[Belge alıntısı]:
************

Bloğun ilk deneme yazısı iftiharla sunar / The first test post of my blog

 Yazar için Karakterin Önemi

 Yazılarımı yazarken kendimi yazının içindeki biri gibi hissederek yazıyorum. İçerikteki kurgusal karakterin karakterine bürünüyorum yazmak için. Örneğin ‘Kâfi’ isimli şiirimi yazarken kendimi dostlarından kafayı uzak tutmaya çalışan hayatı tiye almış bir adamın yerinde hissederek yazmıştım. Şiirdeki kişi her zaman ben olmayabiliyorum. Bence bunu gerek senaryoda gerek denemede gerek romanda da yapabilmeli yazan kişi. O yüzden resimden farklı olarak ‘’Şair burada ne demek istemiş?’’ demek ile uğraşılmaz benim ürettiklerimde. Çünkü o büyük ölçüde benden çıkmış benden başkasıdır artık. O ne demek istiyor? Aslında yazıda bir kimlik var bakıldığında. Bu kimliğe uygun mu verilen eser. Önemli bulduğum ilk husus bu.

************

[Veri kesiti]:
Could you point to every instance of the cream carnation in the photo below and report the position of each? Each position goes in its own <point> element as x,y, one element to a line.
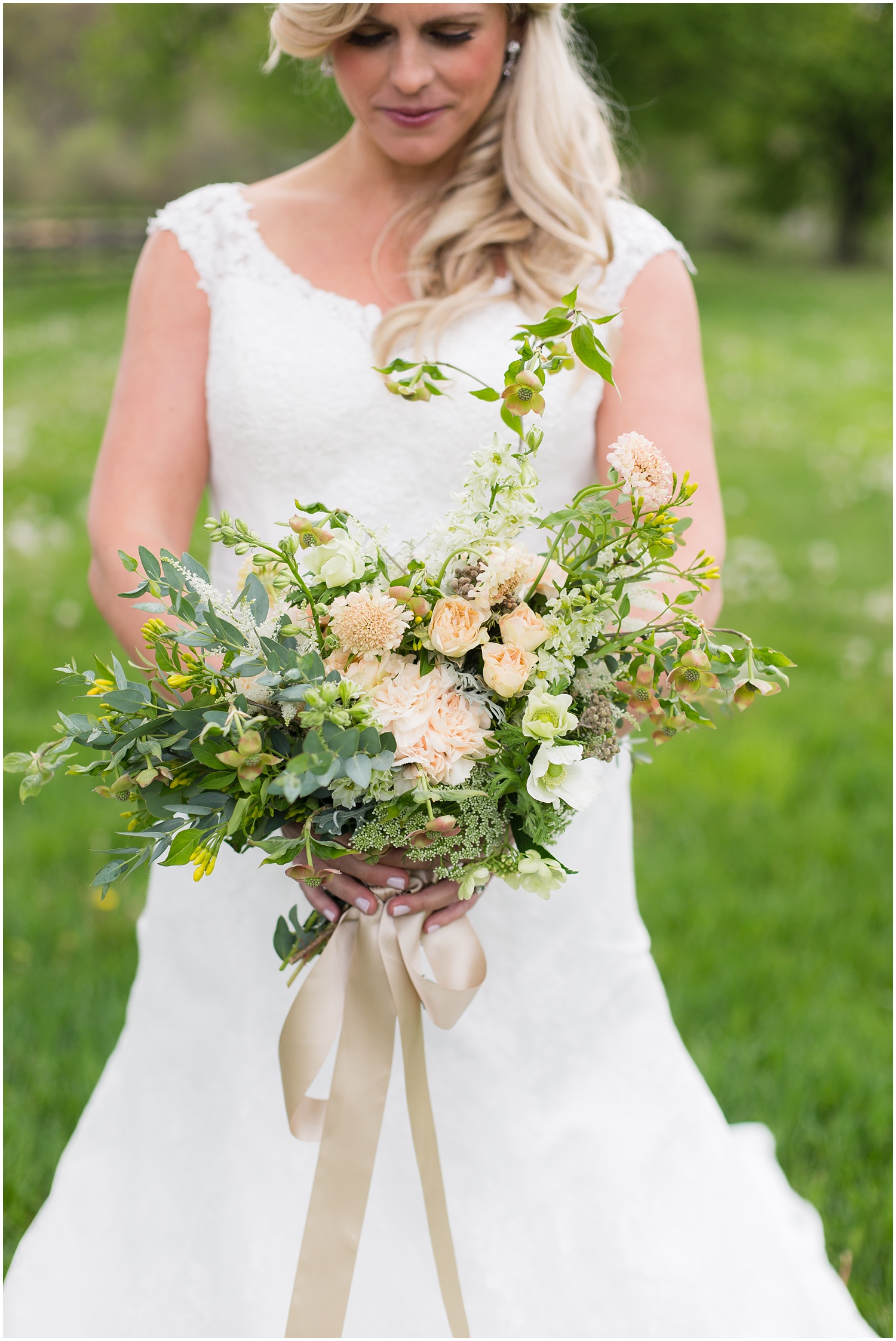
<point>438,731</point>
<point>368,621</point>
<point>646,472</point>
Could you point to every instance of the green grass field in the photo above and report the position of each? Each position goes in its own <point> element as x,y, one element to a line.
<point>762,851</point>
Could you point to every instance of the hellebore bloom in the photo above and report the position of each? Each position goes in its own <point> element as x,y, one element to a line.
<point>525,395</point>
<point>548,715</point>
<point>640,692</point>
<point>747,690</point>
<point>559,773</point>
<point>692,675</point>
<point>248,758</point>
<point>537,874</point>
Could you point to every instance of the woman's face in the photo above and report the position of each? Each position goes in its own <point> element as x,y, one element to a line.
<point>418,77</point>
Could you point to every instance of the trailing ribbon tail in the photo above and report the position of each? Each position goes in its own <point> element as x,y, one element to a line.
<point>369,975</point>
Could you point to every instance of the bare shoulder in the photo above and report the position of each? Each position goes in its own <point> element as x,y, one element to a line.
<point>165,280</point>
<point>303,182</point>
<point>663,287</point>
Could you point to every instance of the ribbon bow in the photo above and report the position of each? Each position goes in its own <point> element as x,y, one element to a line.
<point>369,975</point>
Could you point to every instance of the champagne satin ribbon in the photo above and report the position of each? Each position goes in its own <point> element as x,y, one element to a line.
<point>369,975</point>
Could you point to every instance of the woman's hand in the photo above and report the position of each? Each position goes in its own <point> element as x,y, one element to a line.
<point>349,879</point>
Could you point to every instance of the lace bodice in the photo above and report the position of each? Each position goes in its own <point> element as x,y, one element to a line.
<point>296,409</point>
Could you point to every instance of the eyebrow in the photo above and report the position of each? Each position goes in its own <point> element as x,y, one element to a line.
<point>466,17</point>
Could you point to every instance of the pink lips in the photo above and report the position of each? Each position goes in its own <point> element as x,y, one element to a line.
<point>413,118</point>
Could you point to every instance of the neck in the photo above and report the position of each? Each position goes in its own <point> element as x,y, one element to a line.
<point>367,173</point>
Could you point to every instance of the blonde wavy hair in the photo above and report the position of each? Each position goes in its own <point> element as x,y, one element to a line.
<point>532,184</point>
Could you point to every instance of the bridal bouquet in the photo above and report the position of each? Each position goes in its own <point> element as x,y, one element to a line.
<point>462,695</point>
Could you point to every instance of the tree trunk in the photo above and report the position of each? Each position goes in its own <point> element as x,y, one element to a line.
<point>852,171</point>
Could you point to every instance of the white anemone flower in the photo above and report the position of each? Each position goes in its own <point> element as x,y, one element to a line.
<point>559,773</point>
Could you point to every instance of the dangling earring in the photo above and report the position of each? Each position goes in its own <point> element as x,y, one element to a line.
<point>511,57</point>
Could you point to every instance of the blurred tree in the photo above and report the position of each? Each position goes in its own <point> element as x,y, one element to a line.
<point>788,105</point>
<point>797,96</point>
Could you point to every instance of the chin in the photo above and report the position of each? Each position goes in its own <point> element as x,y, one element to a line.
<point>419,149</point>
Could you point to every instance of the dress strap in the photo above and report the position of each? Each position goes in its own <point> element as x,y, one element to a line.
<point>214,227</point>
<point>637,238</point>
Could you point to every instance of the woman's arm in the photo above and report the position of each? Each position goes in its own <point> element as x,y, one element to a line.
<point>154,461</point>
<point>659,375</point>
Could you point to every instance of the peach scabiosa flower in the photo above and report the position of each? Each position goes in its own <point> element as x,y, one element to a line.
<point>368,621</point>
<point>644,471</point>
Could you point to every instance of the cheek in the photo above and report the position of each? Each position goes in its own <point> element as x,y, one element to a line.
<point>360,75</point>
<point>475,73</point>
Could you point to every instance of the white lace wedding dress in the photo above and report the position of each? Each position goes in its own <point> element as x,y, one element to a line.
<point>593,1185</point>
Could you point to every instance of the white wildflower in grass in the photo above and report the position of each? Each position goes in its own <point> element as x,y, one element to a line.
<point>537,874</point>
<point>368,621</point>
<point>644,471</point>
<point>560,774</point>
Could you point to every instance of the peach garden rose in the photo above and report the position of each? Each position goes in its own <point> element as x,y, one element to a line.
<point>455,627</point>
<point>506,668</point>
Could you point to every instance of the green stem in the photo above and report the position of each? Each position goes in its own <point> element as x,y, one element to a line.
<point>548,560</point>
<point>455,554</point>
<point>296,573</point>
<point>454,368</point>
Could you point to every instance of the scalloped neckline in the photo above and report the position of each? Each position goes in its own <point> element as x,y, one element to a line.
<point>365,309</point>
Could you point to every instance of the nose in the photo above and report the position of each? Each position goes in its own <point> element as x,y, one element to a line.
<point>411,69</point>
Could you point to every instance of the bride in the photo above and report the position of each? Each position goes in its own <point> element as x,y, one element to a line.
<point>593,1185</point>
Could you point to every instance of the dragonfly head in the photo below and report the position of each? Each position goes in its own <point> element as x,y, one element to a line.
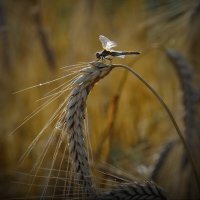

************

[Alıştırma]: Yazarın karakterle ilişkisini anlatan yazıdan "Yazar için Karakterin" sözleriyle başlayıp "ilk husus bu." sözleriyle biten kısmı hiç değiştirmeden aynen aktarın.

[Sonuç]:
Yazar için Karakterin Önemi

 Yazılarımı yazarken kendimi yazının içindeki biri gibi hissederek yazıyorum. İçerikteki kurgusal karakterin karakterine bürünüyorum yazmak için. Örneğin ‘Kâfi’ isimli şiirimi yazarken kendimi dostlarından kafayı uzak tutmaya çalışan hayatı tiye almış bir adamın yerinde hissederek yazmıştım. Şiirdeki kişi her zaman ben olmayabiliyorum. Bence bunu gerek senaryoda gerek denemede gerek romanda da yapabilmeli yazan kişi. O yüzden resimden farklı olarak ‘’Şair burada ne demek istemiş?’’ demek ile uğraşılmaz benim ürettiklerimde. Çünkü o büyük ölçüde benden çıkmış benden başkasıdır artık. O ne demek istiyor? Aslında yazıda bir kimlik var bakıldığında. Bu kimliğe uygun mu verilen eser. Önemli bulduğum ilk husus bu.